**Page**.

We all do crap like that, that's what sucks, it was just your day to pick the short straw.


----------



## A Little Short (Nov 11, 2010)

I crashed off my 6' later a few months ago. I was working, thankfully, at my own house putting up an outside light. I had the ladder facing to the side of the building and working to the right. I had been on the 4th step the whole time with no problems.

I was all done except for putting on some silicone and needed to go up one more step to the 5th rung. I must have pushed side ways because the ladder fell away from the building. I landed on my side right on top of the ladder.

All I could do was "wheez" and thought I had broke my ribs. Turns out I had just knocked the breath out of myself. But I couldn't work for a few days because I was too sore to do anything.

That definitely got my attention and I'm way more careful on a ladder now!

Hope you don't have anything broke!


----------



## RIVETER (Sep 26, 2009)

electro916 said:


> Well today my view changed on ladder safety. I was putting soffit up on my front porch roof and I was about to put the last piece in. I had my 4' ladder set up and was on the 3rd step working. I had to get back down to get a few screws and when I climbed back up before I could get both feet on the 3rd step the ladder somehow twisted and I fell to the ground. I have a small sandstone wall around my front flower bed and my right foot landed halfway on the wall and halfway on the ground and when I looked at it my foot was bent to the side and it was instant pain. I had my wife come home from work and take me to the ER. After 8 xrays the ER doctor said its one of the worst sprains she has ever seen, but not sure if there is any hairline fractures until a radiologist reads the xrays. I need to be off of it for 3 days and as of now I cant put any weight on it and have a set of crutches. After 10years in the trade doing dumb things on the top steps of ladders or climbing up the back of extension ladders today my 3' fall is putting and end to all of it. I have heard of guys being killed in 6' falls but never believed it. This is just a rant and I now respect ladders and will use the right size ladder and triple check the footing before I crawl up one.

**Dataset extract**.
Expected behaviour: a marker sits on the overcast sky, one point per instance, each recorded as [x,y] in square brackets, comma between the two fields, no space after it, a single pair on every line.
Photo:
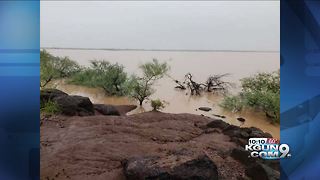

**Exercise brief**. Continue the ladder safety thread from the point where it stops. The lines are not needed for this.

**The reply**.
Ladder safety is extremely important and leveling the feet is, as well. You were lucky. It brings to mind the day I fell off of a forty foot extension ladder. I was very lucky that I was only on the first rung.


----------



## 99cents (Aug 20, 2012)

I crashed last year in a really nice financial services office. I went one way, the ladder went the other way and I took ceiling tiles and T-bar with me. My back jack knifed the wrong way on the edge of a desk. I was able to repair the ceiling and luckily there was no damage to any of the furniture. It took me about ten days to heal. Actually, the embarrassment probably hurt worse than anything. 

Up until that time I thought I was a bloody acrobat on a ladder...


----------



## RGH (Sep 12, 2011)

My grandfather came to America at 13..lied about his age said he was 15 went to work in the steelmill....walked out 52 years later....at 65...when he was 72 he fell off a ladder just a few steps from the ground and died of his injuries...survive 52 years with 10 fingers and toes...only to die in your own driveway.....rest up bud...thankfully ya didn't bounce off your coconut:thumbsup:


----------



## hvactec82 (May 9, 2013)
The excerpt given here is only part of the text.